§ **EXTRACT PROVIDED**:
+ + + +

AMD: R7xx Speculation

Bouncing Zabaglione Bros. · Feb 21, 2008

Mariner said:
To be cynical, if NVidia plan to continue to compete at the high-end with large monolithic GPUs versus AMD's dual-chips then it isn't in their best interests to push development of AFR in TWIMTBP games at the present time.

Such a stance would, in theory at least, benefit NVidia in the short-term as the dual-GPU solutions are still very much in the minority.

Personally, I think NVidia are hard-nosed enough to hold back from assisting developers too much with multi-GPU solutions for this reason. This kind of attitude is why they have such a successful business.

Just a speculation.

Nvidia is still going to want X2 or SLI type solutions for their ultra-high-end, grab-the-benchmarks products. If those give only single card performance, it's won't look very good for Nvidia either.

Jawed · Feb 21, 2008

DegustatoR said:
That makes me question if there is some fundamential incompatibility between AFR (or MGPU rendering in general) and newer DX10 games -- some methods and algorythms maybe that make AFR/SFR rendering quite ineffective?

http://www.hexus.net/content/item.php?item=11874&page=2

Multi-GPU scaling works very well with DirectX9 code but is rather more difficult to program for in a DX10 environment, we were told.

Later in the article:

Crysis suffers from two major problems with respect to multi-GPU scaling, as far as ATI is concerned. The engine doesn't lend itself well to queuing up the necessary frames and DX10 scaling is inherently poorer than DX9. These two factors combine to diminish the returns.

Now, Crysis, whatever it is, is certainly not a D3D10 title in ground-up terms - but the message seems loud and clear regardless: there's something innately useless about D3D10 and multi-GPU, which is ironic as 3 and 4 ATI GPU configurations appear to be a Vista-only proposition.

+ + + +

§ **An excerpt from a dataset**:
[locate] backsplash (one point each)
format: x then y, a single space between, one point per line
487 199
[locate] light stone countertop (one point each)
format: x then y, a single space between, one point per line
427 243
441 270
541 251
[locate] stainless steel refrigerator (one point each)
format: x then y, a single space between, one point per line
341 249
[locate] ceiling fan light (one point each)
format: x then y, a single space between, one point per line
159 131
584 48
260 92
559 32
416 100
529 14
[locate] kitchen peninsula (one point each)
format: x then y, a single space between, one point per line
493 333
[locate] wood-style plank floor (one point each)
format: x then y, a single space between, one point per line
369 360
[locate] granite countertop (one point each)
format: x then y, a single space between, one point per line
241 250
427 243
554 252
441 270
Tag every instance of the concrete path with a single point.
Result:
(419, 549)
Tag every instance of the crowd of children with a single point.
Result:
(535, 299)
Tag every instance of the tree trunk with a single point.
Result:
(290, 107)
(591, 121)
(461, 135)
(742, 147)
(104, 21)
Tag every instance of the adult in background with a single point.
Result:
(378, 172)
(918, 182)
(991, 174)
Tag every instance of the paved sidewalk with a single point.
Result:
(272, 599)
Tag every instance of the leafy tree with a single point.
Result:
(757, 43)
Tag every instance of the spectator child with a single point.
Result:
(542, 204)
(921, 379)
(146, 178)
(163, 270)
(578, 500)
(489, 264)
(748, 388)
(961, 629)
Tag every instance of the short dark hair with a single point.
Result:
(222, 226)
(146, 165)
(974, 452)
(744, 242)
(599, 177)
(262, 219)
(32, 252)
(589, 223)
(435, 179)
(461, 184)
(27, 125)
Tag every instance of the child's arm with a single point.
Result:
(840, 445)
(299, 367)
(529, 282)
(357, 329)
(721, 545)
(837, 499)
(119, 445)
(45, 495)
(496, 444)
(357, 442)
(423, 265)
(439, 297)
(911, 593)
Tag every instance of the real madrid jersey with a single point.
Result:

+ + + +

§ **WORK TO COMPLETE**:
[1] Using the R7xx speculation thread above, say yes or no to each statement and quote the words of the thread that decide it: (a) Multi-GPU scaling works very well with DirectX9 code. (b) 3 and 4 ATI GPU configurations appear to be meant for Windows XP. (c) Dual-GPU solutions are already in the majority.
[2] Copy word for word the passage of the R7xx speculation thread above between "Bouncing Zabaglione Bros." and "in the minority.", inclusive.

§ **WORKED SOLUTIONS**:
[1]
(a) Yes: "Multi-GPU scaling works very well with DirectX9 code"
(b) No: "3 and 4 ATI GPU configurations appear to be a Vista-only proposition"
(c) No: "the dual-GPU solutions are still very much in the minority"

[2]
Bouncing Zabaglione Bros. · Feb 21, 2008

Mariner said:
To be cynical, if NVidia plan to continue to compete at the high-end with large monolithic GPUs versus AMD's dual-chips then it isn't in their best interests to push development of AFR in TWIMTBP games at the present time.

Such a stance would, in theory at least, benefit NVidia in the short-term as the dual-GPU solutions are still very much in the minority.